▸ **Task instructions**
So that nothing is lost, write out all the lines below exactly.

▸ **Available data**
-----
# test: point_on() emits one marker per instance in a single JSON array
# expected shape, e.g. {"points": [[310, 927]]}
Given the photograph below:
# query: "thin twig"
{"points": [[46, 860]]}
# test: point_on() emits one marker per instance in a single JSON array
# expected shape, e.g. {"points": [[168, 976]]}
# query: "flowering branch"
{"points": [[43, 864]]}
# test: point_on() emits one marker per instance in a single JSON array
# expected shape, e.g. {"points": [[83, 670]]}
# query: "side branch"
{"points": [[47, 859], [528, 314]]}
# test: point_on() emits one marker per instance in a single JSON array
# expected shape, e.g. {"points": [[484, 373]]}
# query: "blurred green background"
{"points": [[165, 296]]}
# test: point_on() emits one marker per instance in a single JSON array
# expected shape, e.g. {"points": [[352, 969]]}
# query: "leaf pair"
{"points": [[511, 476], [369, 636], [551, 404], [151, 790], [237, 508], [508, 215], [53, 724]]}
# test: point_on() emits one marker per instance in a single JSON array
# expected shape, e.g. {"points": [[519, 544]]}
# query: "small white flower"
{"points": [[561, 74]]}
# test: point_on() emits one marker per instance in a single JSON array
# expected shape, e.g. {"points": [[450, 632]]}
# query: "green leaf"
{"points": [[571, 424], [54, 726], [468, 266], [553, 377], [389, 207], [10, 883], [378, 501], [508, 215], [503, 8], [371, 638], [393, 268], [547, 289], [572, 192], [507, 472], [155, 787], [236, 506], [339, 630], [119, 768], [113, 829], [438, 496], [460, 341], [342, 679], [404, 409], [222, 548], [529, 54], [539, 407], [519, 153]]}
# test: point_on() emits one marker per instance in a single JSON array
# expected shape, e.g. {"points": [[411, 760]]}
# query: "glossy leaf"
-----
▸ **Response below**
# test: point_on() emits one marker per instance in a single JSON array
# expected shape, e.g. {"points": [[310, 927]]}
Given the photograph below:
# query: "thin twig"
{"points": [[46, 860]]}
# test: point_on() emits one marker per instance in a single JSON array
# expected shape, e.g. {"points": [[168, 976]]}
# query: "flowering branch"
{"points": [[43, 864]]}
# test: point_on() emits one marker per instance in a single JSON array
# expected shape, e.g. {"points": [[83, 670]]}
# query: "side branch"
{"points": [[47, 859], [528, 314]]}
# test: point_on() emits one marker per instance in a single JSON array
# expected shape, e.g. {"points": [[484, 373]]}
# query: "blurred green background"
{"points": [[165, 296]]}
# test: point_on() emits one marker per instance in a single JSON array
# expected shape, e.g. {"points": [[352, 969]]}
# query: "leaf pair"
{"points": [[511, 476], [369, 636], [551, 404], [151, 790], [237, 508], [508, 215], [53, 724]]}
# test: point_on() emits one marker per instance in a single JSON array
# expected shape, e.g. {"points": [[519, 544]]}
# query: "small white flower"
{"points": [[561, 74]]}
# test: point_on() emits one marker per instance in a single JSON array
# expected shape, e.g. {"points": [[450, 632]]}
# query: "green leaf"
{"points": [[571, 424], [54, 726], [468, 266], [553, 377], [389, 207], [10, 883], [378, 501], [508, 215], [503, 8], [371, 638], [393, 268], [547, 289], [572, 192], [507, 472], [155, 787], [236, 506], [339, 630], [119, 768], [113, 829], [438, 496], [460, 341], [342, 679], [404, 409], [222, 548], [529, 54], [539, 407], [519, 153]]}
# test: point_on() emits one marker per instance in a single JSON array
# expected shape, e.g. {"points": [[411, 760]]}
# query: "glossy leaf"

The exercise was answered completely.